Aim of the exercise →
Find each line of the entries with the string "antenna", please, and copy it.

Provided information →
———
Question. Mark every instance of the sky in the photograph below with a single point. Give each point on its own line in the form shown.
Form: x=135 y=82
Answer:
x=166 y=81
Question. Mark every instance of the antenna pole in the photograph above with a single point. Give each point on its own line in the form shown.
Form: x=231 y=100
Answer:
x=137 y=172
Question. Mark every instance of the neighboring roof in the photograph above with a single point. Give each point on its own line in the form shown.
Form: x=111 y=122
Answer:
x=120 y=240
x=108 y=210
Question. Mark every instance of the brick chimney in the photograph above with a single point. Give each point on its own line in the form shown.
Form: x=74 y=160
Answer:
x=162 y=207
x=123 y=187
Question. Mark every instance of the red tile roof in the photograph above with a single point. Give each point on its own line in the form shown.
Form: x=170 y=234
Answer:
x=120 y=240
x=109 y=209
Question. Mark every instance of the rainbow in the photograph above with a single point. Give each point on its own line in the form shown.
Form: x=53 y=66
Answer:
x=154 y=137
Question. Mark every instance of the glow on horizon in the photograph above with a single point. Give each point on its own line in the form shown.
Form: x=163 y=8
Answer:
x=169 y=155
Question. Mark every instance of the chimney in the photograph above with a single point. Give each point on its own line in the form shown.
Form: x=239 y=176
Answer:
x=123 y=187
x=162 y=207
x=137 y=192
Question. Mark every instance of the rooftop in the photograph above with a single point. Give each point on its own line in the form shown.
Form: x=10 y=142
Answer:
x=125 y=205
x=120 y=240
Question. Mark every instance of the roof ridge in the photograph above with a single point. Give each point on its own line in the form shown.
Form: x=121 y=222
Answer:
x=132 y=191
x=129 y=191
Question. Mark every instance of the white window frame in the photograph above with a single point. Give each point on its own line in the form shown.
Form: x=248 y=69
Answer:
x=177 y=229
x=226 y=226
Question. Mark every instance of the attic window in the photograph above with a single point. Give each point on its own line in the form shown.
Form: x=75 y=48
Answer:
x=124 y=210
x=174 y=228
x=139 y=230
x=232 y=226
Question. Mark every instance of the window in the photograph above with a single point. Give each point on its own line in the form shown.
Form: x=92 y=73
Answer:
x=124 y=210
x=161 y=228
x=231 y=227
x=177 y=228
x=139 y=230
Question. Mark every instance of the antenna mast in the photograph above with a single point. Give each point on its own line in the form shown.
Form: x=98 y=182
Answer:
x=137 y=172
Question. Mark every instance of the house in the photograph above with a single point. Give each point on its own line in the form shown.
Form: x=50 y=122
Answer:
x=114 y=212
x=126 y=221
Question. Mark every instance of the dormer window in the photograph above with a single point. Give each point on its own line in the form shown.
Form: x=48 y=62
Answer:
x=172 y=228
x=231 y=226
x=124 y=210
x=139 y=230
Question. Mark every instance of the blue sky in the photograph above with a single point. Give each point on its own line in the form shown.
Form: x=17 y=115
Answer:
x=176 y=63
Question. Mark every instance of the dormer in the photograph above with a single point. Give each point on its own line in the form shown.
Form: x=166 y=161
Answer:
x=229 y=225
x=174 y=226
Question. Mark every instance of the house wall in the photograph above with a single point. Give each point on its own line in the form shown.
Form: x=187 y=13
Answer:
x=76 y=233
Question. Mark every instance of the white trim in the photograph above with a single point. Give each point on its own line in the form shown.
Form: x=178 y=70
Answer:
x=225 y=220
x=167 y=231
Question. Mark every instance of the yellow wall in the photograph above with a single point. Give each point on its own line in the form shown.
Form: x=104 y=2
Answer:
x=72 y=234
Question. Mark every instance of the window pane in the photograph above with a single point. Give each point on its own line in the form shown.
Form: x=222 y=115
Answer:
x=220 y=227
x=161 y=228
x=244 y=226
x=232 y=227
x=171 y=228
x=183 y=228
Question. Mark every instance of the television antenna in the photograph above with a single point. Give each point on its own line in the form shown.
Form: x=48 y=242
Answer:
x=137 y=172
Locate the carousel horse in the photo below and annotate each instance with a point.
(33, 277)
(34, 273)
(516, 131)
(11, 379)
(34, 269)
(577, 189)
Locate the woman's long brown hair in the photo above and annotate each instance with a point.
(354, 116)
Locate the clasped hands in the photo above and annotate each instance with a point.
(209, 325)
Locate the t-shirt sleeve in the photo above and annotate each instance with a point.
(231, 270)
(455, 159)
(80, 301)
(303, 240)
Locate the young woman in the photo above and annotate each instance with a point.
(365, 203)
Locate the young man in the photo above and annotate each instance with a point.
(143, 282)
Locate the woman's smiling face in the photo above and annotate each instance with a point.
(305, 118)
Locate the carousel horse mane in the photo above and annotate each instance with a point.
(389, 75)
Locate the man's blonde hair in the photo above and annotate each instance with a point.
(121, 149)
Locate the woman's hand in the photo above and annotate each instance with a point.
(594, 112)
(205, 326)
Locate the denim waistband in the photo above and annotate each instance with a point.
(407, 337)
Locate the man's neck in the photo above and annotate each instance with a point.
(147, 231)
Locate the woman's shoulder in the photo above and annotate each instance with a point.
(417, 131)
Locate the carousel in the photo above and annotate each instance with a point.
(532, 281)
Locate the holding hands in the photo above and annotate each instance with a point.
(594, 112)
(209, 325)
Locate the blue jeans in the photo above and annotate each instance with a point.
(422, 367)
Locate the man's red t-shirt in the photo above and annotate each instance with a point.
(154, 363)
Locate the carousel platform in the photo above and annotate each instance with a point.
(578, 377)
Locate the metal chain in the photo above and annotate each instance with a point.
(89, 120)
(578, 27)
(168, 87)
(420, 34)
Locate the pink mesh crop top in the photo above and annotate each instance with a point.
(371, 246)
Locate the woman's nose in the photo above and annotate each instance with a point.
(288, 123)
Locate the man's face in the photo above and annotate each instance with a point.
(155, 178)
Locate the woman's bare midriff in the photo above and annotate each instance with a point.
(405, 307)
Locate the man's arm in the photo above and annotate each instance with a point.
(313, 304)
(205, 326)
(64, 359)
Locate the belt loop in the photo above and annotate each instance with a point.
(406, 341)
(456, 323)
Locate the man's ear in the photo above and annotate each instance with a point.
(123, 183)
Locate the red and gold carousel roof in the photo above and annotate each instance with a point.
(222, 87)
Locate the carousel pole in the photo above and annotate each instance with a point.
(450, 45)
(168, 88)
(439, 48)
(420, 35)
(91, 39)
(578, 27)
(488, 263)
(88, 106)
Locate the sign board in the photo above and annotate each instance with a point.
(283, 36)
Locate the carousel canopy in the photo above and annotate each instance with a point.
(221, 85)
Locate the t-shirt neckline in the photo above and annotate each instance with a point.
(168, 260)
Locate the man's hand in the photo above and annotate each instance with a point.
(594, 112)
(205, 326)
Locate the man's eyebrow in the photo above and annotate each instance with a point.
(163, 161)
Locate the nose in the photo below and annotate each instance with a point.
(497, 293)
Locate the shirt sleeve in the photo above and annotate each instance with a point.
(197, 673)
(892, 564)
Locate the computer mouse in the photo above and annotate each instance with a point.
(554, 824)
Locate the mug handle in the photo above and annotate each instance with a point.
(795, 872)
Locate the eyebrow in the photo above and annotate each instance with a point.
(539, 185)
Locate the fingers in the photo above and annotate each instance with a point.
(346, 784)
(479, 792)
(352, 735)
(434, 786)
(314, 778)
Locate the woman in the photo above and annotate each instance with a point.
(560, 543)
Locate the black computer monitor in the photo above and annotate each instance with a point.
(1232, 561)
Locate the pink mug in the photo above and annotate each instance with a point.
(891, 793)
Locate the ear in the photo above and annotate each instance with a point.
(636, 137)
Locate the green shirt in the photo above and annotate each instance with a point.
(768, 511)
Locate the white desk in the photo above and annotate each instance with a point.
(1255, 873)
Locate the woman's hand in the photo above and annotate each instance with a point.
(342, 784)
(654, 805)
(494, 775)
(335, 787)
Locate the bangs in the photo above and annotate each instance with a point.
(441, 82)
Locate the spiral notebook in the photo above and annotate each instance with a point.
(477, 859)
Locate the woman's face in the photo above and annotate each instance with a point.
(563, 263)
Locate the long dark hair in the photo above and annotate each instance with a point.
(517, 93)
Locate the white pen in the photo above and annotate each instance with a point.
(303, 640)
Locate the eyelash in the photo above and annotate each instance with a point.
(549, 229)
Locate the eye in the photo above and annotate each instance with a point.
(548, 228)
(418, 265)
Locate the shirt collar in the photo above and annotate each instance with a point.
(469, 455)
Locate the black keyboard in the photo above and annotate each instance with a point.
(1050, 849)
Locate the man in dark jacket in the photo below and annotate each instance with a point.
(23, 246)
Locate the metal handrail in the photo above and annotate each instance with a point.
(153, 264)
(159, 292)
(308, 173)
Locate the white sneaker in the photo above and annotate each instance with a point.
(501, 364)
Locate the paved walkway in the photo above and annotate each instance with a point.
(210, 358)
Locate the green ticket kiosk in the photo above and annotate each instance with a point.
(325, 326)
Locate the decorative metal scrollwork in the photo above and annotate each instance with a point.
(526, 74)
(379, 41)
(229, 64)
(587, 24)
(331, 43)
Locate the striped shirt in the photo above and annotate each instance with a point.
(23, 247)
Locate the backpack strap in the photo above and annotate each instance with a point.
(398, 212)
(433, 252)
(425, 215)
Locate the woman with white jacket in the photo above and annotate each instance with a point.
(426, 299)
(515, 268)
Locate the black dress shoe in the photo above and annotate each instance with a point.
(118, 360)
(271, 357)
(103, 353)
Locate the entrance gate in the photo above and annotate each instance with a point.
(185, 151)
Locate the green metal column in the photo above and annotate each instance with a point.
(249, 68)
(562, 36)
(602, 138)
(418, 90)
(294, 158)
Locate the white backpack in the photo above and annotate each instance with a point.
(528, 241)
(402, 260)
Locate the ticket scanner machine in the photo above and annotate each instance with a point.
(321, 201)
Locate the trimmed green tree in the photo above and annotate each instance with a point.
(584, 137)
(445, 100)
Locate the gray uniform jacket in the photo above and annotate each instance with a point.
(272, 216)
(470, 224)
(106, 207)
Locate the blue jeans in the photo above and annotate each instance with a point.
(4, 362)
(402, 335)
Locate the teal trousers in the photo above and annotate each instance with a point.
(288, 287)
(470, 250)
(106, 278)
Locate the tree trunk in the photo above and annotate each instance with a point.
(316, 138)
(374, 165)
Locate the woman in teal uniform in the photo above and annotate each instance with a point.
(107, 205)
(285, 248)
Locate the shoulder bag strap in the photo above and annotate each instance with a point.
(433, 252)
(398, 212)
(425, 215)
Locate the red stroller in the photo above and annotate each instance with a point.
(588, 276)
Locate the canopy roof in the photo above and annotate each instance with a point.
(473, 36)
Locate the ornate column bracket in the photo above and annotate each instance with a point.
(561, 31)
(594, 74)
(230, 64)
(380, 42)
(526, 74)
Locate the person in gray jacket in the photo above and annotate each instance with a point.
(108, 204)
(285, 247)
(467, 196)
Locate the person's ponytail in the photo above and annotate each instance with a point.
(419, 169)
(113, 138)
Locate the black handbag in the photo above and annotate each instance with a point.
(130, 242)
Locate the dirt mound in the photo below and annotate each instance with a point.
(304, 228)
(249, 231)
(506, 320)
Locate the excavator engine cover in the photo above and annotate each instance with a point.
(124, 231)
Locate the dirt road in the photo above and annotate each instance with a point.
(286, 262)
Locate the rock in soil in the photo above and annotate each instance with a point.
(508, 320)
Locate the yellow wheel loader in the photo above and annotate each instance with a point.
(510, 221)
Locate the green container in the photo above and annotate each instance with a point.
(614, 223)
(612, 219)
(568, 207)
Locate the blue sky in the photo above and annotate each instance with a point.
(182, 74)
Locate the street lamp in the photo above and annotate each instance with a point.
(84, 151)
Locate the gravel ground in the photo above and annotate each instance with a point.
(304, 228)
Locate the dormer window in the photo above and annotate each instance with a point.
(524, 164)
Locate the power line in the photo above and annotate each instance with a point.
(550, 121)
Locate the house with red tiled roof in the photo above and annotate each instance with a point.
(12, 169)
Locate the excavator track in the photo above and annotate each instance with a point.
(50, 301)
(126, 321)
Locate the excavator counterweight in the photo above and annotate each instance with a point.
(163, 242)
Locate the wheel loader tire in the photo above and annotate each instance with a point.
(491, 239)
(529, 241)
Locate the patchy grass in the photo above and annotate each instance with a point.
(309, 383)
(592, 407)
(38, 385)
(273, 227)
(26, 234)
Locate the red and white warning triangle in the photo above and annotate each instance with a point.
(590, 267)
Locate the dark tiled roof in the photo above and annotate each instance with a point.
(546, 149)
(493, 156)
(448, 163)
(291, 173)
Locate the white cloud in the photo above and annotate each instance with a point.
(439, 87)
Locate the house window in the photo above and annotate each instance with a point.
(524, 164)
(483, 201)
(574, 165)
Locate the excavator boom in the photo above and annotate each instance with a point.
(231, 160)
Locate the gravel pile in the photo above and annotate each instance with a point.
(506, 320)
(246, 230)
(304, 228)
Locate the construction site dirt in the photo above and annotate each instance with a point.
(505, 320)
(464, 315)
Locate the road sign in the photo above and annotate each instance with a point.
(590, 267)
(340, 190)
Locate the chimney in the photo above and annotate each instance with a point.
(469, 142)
———
Output below →
Question. Mark every instance of the antenna pole in the photograph above with a single point. Give each point on its own line in the form shown.
Question. Mark every instance of the antenna mast in the photograph above with a single point. Give each point on its own line in the form shown.
Question. Mark every instance of the television antenna in the photograph above with a single point. Give each point on its own line in the form shown.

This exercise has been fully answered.